Start of SELECTED TEXT

2d6 or d4+d8

2d6 or d4+d8

Last night I was at a table top rpg night and I got thinking about dice. Typically games such as Dungeons and Dragons use platonic solids for most of their dice (apart from those with 10 faces which aren't platonic because they have irregular kites as their faces) which look like this:

We tend to refer to them with names such as d6 to mean a die with 6 faces. So usually we play with a set of d4, d6, d8, 2 d10s, d12 and d20. The reason we often have 2 d10s is so that you can make percentages by taking one die to be the units and the other to be the tens. Typically your character will have a certain amount of strength which corresponds to one die and your weapon will add in another die for your total attack. I've been thinking about what would be better out of the total result from a d4 added to a d8 compared with two d6s added together.

One of our modes of analysis is by considering their expected value separately. A d4 can roll a 1, 2, 3 or 4. This sums to 10 and so has an average of 2.5. Similarly the expected value for a d6 is 3.5 and a d8 is 4.5.

End of SELECTED TEXT

**WORK TO COMPLETE**
a. Answer these questions from the dice post:
(i) Why are dice with 10 faces not platonic solids?
(ii) Why do players often have two d10s?
(iii) What is the average roll of a d4?
b. From the dice post, set down the passage that begins at the words "We tend to refer" and stops after "d6s added together.", copied word for word.
c. Say whether each statement agrees with the dice post, answering yes or no and quoting the words that decide it:
(i) The dice post's writer was at a tabletop RPG night the previous night.
(ii) The expected value of a d8 is 3.5.
(iii) A character's strength typically corresponds to one die.

Start of DATA FOR REVIEW

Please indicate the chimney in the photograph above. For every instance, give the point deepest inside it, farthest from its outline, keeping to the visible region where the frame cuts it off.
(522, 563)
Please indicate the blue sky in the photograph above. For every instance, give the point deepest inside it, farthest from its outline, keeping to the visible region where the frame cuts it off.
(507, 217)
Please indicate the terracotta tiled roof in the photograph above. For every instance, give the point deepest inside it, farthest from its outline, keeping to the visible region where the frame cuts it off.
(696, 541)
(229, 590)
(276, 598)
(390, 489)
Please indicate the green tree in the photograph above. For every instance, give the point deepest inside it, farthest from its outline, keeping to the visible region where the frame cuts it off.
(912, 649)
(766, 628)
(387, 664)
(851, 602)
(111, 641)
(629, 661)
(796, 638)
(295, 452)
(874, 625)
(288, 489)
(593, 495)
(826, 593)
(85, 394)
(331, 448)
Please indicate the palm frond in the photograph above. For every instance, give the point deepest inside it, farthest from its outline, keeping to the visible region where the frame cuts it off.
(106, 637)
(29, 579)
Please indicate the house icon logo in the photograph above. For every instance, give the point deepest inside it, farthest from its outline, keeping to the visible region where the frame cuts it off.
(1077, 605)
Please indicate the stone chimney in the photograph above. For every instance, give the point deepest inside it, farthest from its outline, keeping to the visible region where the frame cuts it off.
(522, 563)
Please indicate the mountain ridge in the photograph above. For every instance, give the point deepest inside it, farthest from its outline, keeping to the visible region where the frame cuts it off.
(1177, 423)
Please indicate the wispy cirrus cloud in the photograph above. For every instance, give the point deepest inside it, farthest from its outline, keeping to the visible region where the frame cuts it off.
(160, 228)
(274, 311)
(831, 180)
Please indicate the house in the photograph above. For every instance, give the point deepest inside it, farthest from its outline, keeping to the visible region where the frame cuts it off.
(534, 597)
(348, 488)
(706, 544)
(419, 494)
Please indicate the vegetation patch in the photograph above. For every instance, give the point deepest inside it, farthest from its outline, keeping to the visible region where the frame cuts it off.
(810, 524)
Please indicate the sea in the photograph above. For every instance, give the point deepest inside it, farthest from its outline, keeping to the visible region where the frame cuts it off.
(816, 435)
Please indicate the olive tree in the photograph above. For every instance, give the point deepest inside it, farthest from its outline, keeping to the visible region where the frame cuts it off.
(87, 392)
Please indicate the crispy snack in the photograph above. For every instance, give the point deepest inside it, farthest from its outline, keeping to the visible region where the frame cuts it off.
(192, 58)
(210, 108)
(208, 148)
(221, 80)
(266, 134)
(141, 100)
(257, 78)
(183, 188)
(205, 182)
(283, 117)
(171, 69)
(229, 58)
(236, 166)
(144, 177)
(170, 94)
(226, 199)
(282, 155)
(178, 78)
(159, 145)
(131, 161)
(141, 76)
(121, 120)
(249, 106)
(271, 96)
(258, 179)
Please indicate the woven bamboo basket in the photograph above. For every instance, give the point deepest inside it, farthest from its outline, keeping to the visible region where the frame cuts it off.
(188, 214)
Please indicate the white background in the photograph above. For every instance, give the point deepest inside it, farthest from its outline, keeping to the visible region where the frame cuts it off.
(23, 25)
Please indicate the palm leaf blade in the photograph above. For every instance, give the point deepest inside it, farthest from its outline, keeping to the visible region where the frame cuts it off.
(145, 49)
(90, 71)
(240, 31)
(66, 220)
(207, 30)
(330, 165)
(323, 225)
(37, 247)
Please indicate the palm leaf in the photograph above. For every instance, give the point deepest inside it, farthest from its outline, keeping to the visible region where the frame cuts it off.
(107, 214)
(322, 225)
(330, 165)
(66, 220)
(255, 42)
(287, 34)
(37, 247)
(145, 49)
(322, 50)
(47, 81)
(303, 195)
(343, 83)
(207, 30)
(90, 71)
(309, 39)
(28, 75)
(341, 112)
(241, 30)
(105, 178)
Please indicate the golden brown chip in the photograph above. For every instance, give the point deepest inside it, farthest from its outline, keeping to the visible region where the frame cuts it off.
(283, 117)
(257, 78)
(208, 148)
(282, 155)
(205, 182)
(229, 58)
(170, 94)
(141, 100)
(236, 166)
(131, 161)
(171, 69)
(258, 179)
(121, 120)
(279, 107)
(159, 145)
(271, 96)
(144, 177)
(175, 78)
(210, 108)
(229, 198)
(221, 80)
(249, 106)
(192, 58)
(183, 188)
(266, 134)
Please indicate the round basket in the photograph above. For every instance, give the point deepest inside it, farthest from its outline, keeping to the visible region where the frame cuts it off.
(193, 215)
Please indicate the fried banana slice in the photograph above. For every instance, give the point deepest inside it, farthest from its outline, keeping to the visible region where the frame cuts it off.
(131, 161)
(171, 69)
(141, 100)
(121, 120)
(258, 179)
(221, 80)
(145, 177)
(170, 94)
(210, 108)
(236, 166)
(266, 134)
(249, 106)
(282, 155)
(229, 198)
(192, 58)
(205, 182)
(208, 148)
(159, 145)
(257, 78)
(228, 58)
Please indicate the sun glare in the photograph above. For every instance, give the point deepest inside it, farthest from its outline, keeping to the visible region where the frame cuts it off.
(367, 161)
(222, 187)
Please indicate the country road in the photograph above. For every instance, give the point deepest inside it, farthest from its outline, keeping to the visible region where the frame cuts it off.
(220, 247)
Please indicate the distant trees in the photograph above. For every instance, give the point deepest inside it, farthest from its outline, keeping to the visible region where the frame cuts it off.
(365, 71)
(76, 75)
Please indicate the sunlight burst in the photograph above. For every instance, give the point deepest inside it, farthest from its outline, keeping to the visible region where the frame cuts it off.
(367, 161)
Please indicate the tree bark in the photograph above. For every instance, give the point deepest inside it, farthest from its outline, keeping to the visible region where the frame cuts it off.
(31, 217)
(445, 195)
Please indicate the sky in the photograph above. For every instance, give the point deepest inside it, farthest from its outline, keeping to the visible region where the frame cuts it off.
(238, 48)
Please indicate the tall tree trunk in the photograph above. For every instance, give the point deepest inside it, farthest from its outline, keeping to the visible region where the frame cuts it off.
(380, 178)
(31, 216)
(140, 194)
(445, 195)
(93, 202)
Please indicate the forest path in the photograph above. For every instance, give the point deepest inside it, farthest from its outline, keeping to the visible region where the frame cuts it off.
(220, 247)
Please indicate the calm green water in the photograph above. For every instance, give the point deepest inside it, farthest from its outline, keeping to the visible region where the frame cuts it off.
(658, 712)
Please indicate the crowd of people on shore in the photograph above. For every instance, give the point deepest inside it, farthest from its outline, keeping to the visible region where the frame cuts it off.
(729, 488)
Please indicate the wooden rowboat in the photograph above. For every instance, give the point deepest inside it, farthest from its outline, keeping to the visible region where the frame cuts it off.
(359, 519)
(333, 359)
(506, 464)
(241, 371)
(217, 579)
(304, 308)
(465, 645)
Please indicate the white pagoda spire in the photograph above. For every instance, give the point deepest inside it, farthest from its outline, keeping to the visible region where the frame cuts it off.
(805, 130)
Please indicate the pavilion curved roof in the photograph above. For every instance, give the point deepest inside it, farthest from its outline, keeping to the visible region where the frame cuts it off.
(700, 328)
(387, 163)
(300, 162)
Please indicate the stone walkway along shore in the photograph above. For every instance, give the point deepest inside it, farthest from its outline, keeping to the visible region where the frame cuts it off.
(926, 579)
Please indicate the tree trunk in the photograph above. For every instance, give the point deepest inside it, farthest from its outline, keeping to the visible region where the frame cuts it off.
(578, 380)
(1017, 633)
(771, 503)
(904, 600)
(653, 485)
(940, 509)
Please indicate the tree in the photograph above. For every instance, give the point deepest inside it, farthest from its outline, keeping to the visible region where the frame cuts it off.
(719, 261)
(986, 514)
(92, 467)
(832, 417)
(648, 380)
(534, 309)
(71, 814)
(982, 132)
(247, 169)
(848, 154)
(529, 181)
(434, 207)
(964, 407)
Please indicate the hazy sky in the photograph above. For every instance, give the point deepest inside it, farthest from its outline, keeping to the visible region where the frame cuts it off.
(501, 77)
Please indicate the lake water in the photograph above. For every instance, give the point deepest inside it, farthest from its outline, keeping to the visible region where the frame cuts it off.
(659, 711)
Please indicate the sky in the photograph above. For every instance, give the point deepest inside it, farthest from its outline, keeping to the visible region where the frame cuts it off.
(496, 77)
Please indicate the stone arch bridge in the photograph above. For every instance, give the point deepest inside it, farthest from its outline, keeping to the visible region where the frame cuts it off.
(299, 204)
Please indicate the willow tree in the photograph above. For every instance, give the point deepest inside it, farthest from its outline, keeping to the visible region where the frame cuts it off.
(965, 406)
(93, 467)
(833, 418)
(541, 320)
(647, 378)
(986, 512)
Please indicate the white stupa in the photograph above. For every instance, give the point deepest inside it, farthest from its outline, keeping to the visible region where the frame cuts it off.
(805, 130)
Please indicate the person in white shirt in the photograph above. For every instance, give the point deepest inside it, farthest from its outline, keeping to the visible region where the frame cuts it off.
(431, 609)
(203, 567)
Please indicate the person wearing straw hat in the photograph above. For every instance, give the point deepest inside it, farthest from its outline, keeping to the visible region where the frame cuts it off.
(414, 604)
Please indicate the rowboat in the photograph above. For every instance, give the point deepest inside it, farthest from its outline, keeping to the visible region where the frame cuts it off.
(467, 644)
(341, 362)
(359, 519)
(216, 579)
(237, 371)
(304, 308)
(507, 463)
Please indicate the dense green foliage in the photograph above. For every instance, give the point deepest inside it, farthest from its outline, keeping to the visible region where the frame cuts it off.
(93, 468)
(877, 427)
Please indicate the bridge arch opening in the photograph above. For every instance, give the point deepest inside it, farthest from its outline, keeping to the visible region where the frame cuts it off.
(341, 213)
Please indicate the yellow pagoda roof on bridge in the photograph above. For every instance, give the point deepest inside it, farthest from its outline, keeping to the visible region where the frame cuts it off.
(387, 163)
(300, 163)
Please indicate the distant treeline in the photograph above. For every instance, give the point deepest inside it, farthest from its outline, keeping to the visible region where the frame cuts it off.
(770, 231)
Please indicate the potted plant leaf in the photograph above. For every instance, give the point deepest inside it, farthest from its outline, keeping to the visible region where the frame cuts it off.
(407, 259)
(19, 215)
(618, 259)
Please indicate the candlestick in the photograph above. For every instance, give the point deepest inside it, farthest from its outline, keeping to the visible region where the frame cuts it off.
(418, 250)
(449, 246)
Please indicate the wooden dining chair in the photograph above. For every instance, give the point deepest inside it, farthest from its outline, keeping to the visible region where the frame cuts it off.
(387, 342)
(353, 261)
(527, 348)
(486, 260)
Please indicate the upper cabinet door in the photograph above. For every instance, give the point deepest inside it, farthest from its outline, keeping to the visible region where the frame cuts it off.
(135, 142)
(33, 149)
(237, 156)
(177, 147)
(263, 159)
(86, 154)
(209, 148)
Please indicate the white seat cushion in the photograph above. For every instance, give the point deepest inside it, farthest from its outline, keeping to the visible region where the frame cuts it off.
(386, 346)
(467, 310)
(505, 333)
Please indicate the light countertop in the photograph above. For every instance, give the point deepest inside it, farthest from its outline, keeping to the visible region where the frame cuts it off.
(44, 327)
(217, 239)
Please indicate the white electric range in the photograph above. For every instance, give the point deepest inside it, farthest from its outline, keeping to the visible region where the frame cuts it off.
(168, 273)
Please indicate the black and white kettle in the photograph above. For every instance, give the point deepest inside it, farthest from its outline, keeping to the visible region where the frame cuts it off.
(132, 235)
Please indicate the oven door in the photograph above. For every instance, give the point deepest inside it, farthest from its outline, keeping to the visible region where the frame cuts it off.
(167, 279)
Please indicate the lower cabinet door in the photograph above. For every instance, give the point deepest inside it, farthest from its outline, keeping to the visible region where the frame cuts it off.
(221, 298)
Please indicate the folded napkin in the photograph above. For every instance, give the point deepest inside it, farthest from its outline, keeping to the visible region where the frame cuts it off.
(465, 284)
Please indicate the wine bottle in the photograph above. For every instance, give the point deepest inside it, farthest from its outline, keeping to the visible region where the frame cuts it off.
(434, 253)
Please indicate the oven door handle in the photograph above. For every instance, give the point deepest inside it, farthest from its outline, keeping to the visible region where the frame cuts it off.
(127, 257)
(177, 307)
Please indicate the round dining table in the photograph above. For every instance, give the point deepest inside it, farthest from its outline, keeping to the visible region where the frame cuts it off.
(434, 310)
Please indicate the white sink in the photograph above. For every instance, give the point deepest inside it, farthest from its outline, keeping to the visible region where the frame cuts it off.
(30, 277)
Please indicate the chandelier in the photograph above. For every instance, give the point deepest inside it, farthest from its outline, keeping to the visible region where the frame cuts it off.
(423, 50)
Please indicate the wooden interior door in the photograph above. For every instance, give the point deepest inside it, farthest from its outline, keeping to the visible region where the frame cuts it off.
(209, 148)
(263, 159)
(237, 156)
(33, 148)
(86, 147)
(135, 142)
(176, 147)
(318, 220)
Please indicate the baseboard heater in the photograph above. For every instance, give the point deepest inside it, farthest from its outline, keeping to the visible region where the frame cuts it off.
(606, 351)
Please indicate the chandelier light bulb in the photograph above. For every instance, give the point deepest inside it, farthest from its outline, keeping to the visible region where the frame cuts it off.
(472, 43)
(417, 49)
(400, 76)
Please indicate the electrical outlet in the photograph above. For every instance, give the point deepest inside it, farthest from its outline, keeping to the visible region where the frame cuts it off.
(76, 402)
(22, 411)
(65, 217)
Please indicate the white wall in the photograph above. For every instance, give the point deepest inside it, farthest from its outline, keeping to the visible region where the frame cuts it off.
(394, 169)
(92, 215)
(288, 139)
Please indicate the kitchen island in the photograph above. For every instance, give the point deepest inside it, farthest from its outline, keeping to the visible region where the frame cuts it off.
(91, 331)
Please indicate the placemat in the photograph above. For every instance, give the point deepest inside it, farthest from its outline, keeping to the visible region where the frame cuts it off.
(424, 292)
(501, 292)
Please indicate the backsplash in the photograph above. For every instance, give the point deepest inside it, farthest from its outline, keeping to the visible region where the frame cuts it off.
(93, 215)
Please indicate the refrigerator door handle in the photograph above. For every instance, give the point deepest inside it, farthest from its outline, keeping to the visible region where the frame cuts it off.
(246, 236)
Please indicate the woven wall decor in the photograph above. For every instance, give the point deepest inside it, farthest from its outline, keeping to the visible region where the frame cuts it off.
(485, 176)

End of DATA FOR REVIEW

**SOLUTIONS BELOW**
a.
(i) They have irregular kites as their faces.
(ii) Two d10s can make percentages, with one die as the units and the other as the tens.
(iii) 2.5

b.
We tend to refer to them with names such as d6 to mean a die with 6 faces. So usually we play with a set of d4, d6, d8, 2 d10s, d12 and d20. The reason we often have 2 d10s is so that you can make percentages by taking one die to be the units and the other to be the tens. Typically your character will have a certain amount of strength which corresponds to one die and your weapon will add in another die for your total attack. I've been thinking about what would be better out of the total result from a d4 added to a d8 compared with two d6s added together.

c.
(i) Yes: "Last night I was at a table top rpg night"
(ii) No: "a d8 is 4.5"
(iii) Yes: "Typically your character will have a certain amount of strength which corresponds to one die"